### Records from a dataset
* BEGIN *

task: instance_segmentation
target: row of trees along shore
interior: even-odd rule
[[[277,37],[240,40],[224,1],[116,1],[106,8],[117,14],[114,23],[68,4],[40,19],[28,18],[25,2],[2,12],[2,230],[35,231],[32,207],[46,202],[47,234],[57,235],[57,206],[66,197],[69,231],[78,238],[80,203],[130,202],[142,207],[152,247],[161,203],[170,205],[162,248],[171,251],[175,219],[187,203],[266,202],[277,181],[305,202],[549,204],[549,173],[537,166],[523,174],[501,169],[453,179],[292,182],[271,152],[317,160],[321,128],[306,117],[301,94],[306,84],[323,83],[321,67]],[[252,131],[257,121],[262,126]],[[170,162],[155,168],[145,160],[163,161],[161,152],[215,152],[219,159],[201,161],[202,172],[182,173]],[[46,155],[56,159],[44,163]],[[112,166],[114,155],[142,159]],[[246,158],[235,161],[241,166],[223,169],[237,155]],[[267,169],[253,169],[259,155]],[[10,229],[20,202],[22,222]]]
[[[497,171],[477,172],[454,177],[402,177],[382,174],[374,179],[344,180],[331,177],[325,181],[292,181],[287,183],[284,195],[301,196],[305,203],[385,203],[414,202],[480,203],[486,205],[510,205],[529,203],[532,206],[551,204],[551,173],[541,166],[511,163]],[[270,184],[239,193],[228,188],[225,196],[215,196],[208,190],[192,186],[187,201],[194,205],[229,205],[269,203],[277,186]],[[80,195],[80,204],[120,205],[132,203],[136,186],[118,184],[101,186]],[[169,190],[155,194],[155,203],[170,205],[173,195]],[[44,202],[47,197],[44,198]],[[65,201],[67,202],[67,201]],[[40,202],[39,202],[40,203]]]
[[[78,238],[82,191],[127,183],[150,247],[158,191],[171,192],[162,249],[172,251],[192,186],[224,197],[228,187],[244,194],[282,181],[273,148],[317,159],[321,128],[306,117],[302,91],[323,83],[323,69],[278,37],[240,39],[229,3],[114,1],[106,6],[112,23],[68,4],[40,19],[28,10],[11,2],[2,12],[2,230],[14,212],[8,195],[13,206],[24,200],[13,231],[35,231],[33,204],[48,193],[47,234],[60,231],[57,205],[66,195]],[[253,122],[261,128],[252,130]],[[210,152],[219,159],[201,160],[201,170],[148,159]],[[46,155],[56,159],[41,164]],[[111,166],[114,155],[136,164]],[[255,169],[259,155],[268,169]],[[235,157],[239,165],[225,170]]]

* END *

### Description of the task
Copy the records word for word, starting at the very first line and ending with the line that contains "interior: even-odd rule".

### Task output
task: instance_segmentation
target: row of trees along shore
interior: even-odd rule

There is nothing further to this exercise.